Task >>
Examine each line of the data. Copy the line if it includes the word "club".

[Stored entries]
▼
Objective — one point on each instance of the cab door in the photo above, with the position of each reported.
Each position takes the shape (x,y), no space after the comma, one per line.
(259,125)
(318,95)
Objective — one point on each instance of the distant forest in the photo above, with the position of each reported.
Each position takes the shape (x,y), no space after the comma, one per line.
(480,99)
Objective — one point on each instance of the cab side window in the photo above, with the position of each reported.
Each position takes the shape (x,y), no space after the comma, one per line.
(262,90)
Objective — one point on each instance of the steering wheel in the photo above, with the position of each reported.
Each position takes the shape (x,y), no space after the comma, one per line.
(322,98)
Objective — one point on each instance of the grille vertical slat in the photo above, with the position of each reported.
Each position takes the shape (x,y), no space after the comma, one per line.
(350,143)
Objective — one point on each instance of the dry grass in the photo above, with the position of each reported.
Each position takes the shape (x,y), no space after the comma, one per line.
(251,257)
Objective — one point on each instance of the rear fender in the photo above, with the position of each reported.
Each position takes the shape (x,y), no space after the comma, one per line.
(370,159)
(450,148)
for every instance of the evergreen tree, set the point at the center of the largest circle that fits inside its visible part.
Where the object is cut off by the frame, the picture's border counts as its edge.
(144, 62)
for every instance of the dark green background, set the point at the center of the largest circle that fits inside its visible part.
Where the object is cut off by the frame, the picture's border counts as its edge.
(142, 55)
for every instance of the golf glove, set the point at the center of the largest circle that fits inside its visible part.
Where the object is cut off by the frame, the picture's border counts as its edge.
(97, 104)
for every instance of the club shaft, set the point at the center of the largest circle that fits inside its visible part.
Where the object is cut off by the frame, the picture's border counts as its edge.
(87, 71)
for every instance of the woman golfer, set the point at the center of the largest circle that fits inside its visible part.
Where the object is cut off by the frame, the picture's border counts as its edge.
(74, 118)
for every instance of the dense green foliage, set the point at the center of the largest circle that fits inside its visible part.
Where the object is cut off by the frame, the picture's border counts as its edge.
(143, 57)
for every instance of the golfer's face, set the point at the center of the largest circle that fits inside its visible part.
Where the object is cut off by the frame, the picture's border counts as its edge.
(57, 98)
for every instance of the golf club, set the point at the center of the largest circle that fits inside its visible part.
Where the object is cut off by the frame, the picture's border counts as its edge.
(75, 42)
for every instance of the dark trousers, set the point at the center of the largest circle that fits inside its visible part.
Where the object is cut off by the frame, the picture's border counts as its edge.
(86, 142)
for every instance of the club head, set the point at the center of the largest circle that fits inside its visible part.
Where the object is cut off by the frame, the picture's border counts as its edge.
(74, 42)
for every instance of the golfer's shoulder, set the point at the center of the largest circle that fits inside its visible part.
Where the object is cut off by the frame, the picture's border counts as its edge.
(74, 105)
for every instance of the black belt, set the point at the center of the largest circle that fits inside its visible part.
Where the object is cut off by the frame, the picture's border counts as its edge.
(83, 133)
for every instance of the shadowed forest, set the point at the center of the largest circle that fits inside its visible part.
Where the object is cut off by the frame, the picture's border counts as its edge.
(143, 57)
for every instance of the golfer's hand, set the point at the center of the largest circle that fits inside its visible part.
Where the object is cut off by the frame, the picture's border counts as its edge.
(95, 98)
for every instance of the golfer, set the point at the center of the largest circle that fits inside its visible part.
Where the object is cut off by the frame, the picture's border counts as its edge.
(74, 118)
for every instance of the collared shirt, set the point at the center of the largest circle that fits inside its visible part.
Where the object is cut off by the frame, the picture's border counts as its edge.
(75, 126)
▲
Answer to this problem >>
for every instance of the club shaft, set the point at the center of the largest circle that fits inside its visible part.
for every instance of the golf club, set the point at the center of the largest circle that fits inside its visible part.
for every instance of the club head, set the point at the center of the largest circle that fits inside its visible part.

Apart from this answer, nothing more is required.